__YOUR GOAL__
Reproduce the listing below word for word, with no pictures.

— Start of DATA FOR PROCESSING —

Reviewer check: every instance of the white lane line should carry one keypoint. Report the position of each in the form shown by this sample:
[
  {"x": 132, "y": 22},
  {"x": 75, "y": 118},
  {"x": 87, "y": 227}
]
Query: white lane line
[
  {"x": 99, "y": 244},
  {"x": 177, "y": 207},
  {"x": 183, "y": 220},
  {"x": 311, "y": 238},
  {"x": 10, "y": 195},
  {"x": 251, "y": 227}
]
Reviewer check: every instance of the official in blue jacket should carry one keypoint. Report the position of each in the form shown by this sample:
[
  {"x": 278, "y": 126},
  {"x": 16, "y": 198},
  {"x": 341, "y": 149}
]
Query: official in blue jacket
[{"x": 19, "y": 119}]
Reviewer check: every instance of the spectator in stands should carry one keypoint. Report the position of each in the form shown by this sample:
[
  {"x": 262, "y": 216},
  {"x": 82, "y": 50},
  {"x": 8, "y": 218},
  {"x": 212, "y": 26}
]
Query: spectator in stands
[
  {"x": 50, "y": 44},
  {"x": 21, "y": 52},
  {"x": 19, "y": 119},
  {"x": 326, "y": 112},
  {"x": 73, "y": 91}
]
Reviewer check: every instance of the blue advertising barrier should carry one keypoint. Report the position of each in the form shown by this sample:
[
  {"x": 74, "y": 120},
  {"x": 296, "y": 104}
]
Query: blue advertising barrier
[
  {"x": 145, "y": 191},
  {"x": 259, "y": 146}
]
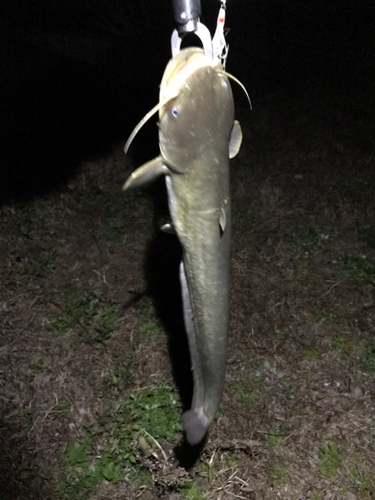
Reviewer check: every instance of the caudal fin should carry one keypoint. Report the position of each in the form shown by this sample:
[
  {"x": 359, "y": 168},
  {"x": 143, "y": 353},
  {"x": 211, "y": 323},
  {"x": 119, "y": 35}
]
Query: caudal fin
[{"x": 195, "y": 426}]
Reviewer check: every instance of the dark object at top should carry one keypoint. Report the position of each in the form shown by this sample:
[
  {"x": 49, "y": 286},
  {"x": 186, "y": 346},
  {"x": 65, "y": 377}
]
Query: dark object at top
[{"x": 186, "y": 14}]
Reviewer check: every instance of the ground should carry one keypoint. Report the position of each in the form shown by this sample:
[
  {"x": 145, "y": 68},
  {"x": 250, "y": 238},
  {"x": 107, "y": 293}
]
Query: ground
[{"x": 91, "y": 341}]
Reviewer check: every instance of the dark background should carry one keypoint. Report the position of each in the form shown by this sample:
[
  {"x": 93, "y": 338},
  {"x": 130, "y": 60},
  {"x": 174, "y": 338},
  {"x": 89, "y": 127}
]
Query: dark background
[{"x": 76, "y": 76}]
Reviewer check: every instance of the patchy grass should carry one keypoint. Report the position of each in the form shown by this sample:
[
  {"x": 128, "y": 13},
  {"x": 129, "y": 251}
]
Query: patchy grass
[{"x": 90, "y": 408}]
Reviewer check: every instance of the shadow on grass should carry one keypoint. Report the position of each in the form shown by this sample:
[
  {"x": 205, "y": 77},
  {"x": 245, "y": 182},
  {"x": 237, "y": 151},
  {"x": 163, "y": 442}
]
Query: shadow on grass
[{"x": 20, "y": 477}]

— End of DATA FOR PROCESSING —

__ANSWER TO THIS TASK__
Reviewer check: every instance of the white lane line should carry one keypoint. Report the position of each in the form shown by this sample:
[
  {"x": 132, "y": 22},
  {"x": 75, "y": 118},
  {"x": 87, "y": 227}
]
Query: white lane line
[
  {"x": 99, "y": 244},
  {"x": 177, "y": 207},
  {"x": 183, "y": 220},
  {"x": 311, "y": 238},
  {"x": 10, "y": 195},
  {"x": 251, "y": 227}
]
Reviewer check: every instance of the official in blue jacket should carry one keypoint. Report the position of each in the form shown by this sample:
[
  {"x": 278, "y": 126},
  {"x": 16, "y": 198},
  {"x": 341, "y": 149}
]
Query: official in blue jacket
[{"x": 19, "y": 119}]
Reviewer check: every instance of the spectator in stands should carry one keypoint. Report the position of each in the form shown by this sample:
[
  {"x": 262, "y": 216},
  {"x": 82, "y": 50},
  {"x": 8, "y": 218},
  {"x": 212, "y": 26}
]
Query: spectator in stands
[
  {"x": 50, "y": 44},
  {"x": 21, "y": 52},
  {"x": 19, "y": 119},
  {"x": 326, "y": 112},
  {"x": 73, "y": 91}
]
Reviewer check: every instance of the blue advertising barrier should carry one keypoint. Report the position of each in the form shown by this sample:
[
  {"x": 74, "y": 120},
  {"x": 296, "y": 104}
]
Query: blue advertising barrier
[
  {"x": 145, "y": 191},
  {"x": 259, "y": 146}
]
Reviewer check: every instance of the caudal fin should carry one keypoint. Report the position of each in the form shown by this sample:
[
  {"x": 359, "y": 168},
  {"x": 143, "y": 353},
  {"x": 211, "y": 323},
  {"x": 119, "y": 35}
]
Query: caudal fin
[{"x": 195, "y": 426}]
Reviewer check: every instance of the dark object at top should carry one keypoint. Report the position of each in the form shown by this sample:
[
  {"x": 49, "y": 286},
  {"x": 186, "y": 346},
  {"x": 65, "y": 377}
]
Query: dark object at top
[{"x": 186, "y": 14}]
Reviewer check: every instance of the ground should carry one keypoint. Report the position of each in the form shown by this sample:
[
  {"x": 145, "y": 68},
  {"x": 250, "y": 238},
  {"x": 107, "y": 293}
]
Query: ground
[{"x": 91, "y": 341}]
Reviewer check: every instance of the dark background should carry one keypoint. Report the position of each in the form shown by this sample:
[
  {"x": 93, "y": 338},
  {"x": 130, "y": 60},
  {"x": 174, "y": 338},
  {"x": 89, "y": 127}
]
Query: dark background
[{"x": 76, "y": 76}]
Reviewer check: every instance of the patchy grass should carry one keypoint. Report the position of each in the form shown by this sample:
[
  {"x": 128, "y": 13},
  {"x": 129, "y": 251}
]
Query: patchy grass
[{"x": 90, "y": 408}]
Reviewer check: every instance of the shadow on grass should carry one keypoint. Report the position of each in the form shown by this sample:
[
  {"x": 205, "y": 77},
  {"x": 245, "y": 182},
  {"x": 237, "y": 151},
  {"x": 163, "y": 442}
]
Query: shadow on grass
[{"x": 20, "y": 477}]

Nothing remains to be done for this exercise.